Exercise description: From the drug-safety history text, reproduce word for word the part that opens with the words containing "1938: Federal Food, Drug, &" and closes with "quality for food.".

Exercise text:
((
Elixir-Sulfanilamide
Bottles of Elixir Sulfanilamide

1938: Federal Food, Drug, & Cosmetic Act

The Federal Food, Drug, and Cosmetic Act was created in response to the sulfa craze. It replaced the Pure Food and Drug Act of 1906. The Federal Food, Drug, and Cosmetic Act required new drugs to be proven safe before they were marketed to the public. It also authorized factory inspections, extended FDA control to cosmetics and devices, and authorized standards of quality for food.

Federal-Food-Drug-and-Cosmetic-Act
This cartoon expresses public concerns about color additives in cosmetics and the need for scientific investigations to establish safety. The caption reads: “No, Doris, lips that touch Fire Plug Pink shall never touch mine.” Image courtesy of U.S. National Library of Medicine at http://1.usa.gov/1FTDDBF

1946: Nuremburg trials

From 1939 to 1945, the Nazi’s performed experiments on concentration camp prisoners. These studies were meant to prove the racial ideology of the Third Reich, help the German militia in combat situations, create new weapons, and aid in the recovery of injured military members.
))
(Natural-language region descriptions)
((
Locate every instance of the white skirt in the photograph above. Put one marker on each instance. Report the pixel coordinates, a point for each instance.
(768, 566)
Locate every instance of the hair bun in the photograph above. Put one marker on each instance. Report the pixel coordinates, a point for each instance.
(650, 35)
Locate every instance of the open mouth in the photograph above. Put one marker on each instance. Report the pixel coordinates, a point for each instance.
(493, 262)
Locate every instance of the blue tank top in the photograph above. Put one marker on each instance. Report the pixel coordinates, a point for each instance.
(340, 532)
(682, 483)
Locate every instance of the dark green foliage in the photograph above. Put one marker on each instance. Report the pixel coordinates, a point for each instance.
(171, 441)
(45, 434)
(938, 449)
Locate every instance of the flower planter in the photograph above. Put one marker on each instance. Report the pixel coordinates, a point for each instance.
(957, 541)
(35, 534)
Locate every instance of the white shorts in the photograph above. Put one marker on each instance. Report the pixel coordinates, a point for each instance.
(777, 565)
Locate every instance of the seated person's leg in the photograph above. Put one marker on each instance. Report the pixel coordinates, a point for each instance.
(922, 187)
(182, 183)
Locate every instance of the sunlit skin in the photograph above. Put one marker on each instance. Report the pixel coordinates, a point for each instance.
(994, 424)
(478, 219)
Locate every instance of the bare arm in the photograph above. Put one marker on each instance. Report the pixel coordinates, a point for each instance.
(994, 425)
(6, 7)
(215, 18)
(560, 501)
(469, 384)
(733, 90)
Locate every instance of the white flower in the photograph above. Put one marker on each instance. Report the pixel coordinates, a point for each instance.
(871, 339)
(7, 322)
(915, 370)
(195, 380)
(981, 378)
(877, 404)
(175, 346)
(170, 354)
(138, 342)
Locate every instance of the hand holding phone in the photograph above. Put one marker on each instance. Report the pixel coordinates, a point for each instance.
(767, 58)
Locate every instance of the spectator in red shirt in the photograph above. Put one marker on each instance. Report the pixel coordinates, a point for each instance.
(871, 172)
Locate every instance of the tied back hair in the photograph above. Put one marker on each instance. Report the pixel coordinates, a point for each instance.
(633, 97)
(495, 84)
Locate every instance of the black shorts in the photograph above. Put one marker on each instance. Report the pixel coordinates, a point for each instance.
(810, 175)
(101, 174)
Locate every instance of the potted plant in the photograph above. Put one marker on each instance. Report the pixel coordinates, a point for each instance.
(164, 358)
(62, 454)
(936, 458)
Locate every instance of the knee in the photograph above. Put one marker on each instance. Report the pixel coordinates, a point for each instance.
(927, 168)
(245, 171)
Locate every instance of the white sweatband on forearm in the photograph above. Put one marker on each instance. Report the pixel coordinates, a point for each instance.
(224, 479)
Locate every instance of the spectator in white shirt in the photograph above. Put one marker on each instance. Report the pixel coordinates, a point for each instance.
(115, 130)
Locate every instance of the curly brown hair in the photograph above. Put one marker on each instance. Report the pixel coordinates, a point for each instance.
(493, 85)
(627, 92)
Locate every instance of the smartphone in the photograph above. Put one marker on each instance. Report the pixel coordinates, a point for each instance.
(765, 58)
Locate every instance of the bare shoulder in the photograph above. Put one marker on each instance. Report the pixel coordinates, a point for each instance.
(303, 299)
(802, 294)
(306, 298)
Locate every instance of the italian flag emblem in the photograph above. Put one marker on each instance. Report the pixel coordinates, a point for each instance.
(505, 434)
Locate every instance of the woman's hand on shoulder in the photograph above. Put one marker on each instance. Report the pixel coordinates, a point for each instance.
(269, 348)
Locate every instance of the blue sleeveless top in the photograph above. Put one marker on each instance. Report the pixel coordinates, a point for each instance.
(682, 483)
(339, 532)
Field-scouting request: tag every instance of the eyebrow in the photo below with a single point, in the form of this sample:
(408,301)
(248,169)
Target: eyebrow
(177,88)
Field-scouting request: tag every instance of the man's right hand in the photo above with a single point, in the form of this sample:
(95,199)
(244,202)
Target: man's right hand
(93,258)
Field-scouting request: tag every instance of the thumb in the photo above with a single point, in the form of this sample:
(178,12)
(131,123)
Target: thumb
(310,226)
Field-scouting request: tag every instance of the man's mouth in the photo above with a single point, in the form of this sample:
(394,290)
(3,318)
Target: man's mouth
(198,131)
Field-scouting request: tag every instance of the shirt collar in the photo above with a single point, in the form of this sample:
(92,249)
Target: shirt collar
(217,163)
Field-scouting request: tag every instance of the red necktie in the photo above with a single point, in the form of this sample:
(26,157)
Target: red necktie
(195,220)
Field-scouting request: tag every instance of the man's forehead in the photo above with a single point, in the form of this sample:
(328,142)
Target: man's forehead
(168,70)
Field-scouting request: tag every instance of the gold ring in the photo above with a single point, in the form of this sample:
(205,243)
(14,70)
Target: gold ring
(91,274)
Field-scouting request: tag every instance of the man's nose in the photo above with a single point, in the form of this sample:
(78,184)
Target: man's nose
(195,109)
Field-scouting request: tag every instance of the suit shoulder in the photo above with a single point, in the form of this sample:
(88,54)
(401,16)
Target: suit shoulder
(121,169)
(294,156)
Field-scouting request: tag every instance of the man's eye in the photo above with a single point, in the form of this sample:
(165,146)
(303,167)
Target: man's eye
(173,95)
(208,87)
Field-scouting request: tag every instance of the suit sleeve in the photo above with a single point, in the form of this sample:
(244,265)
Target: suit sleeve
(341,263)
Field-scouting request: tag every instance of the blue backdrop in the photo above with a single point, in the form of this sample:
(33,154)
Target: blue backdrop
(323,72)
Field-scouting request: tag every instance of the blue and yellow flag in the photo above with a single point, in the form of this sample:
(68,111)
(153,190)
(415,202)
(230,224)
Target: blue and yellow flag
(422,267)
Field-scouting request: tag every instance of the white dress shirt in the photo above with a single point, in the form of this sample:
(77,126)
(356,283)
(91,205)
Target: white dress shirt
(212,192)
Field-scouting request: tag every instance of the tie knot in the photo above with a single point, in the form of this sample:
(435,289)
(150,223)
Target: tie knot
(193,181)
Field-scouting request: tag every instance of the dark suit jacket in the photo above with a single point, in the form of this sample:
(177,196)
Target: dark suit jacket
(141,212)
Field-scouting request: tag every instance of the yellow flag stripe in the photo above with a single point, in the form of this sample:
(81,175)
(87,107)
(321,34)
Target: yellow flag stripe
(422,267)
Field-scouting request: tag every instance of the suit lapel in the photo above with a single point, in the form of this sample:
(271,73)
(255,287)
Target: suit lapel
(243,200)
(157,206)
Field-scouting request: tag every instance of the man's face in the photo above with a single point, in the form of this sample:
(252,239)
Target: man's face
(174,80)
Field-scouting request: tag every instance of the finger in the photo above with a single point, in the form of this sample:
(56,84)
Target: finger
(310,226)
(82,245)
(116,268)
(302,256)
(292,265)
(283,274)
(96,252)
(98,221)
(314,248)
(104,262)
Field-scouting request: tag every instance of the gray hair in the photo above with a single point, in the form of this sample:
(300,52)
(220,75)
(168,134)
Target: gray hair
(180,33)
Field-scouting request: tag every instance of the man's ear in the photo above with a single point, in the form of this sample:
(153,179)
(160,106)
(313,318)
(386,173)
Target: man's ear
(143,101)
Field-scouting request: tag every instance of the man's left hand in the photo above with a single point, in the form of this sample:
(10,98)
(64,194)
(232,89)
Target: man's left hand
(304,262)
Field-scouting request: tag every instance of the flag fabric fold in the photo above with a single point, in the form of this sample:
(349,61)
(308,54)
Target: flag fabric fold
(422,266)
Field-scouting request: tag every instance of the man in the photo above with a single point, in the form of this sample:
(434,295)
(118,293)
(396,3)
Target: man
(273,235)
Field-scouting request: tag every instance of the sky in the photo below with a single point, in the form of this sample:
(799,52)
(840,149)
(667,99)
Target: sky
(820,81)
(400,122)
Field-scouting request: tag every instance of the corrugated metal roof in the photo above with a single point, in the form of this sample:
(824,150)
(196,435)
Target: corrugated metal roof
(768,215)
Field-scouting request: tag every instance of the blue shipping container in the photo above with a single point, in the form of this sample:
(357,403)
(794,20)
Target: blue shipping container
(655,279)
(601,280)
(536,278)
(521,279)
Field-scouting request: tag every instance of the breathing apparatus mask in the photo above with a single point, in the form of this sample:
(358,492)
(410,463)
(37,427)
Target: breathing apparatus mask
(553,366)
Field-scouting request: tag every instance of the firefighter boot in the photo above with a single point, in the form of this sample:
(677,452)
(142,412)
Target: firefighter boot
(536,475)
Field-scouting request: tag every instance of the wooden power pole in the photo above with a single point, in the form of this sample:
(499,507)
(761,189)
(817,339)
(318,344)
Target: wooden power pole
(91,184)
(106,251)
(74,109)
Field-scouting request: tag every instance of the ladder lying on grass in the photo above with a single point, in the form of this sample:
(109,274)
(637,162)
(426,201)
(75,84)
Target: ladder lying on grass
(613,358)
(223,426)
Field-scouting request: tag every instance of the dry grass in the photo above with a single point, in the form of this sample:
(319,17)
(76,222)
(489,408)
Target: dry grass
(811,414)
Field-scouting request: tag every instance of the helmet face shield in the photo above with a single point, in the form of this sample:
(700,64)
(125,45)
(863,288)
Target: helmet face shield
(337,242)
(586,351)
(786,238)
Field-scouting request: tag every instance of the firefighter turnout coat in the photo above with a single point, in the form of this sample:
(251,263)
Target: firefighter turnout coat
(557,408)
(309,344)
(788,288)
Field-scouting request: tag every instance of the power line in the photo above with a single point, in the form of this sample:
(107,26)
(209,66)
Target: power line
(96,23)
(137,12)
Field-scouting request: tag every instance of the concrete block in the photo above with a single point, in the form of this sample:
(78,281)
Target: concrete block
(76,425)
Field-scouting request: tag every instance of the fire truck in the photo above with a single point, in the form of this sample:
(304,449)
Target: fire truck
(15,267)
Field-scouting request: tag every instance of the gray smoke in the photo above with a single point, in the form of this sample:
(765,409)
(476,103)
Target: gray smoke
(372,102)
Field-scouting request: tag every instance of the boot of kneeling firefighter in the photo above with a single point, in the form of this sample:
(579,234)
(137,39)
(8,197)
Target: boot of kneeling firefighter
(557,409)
))
Solution for this problem:
1938: Federal Food, Drug, & Cosmetic Act

The Federal Food, Drug, and Cosmetic Act was created in response to the sulfa craze. It replaced the Pure Food and Drug Act of 1906. The Federal Food, Drug, and Cosmetic Act required new drugs to be proven safe before they were marketed to the public. It also authorized factory inspections, extended FDA control to cosmetics and devices, and authorized standards of quality for food.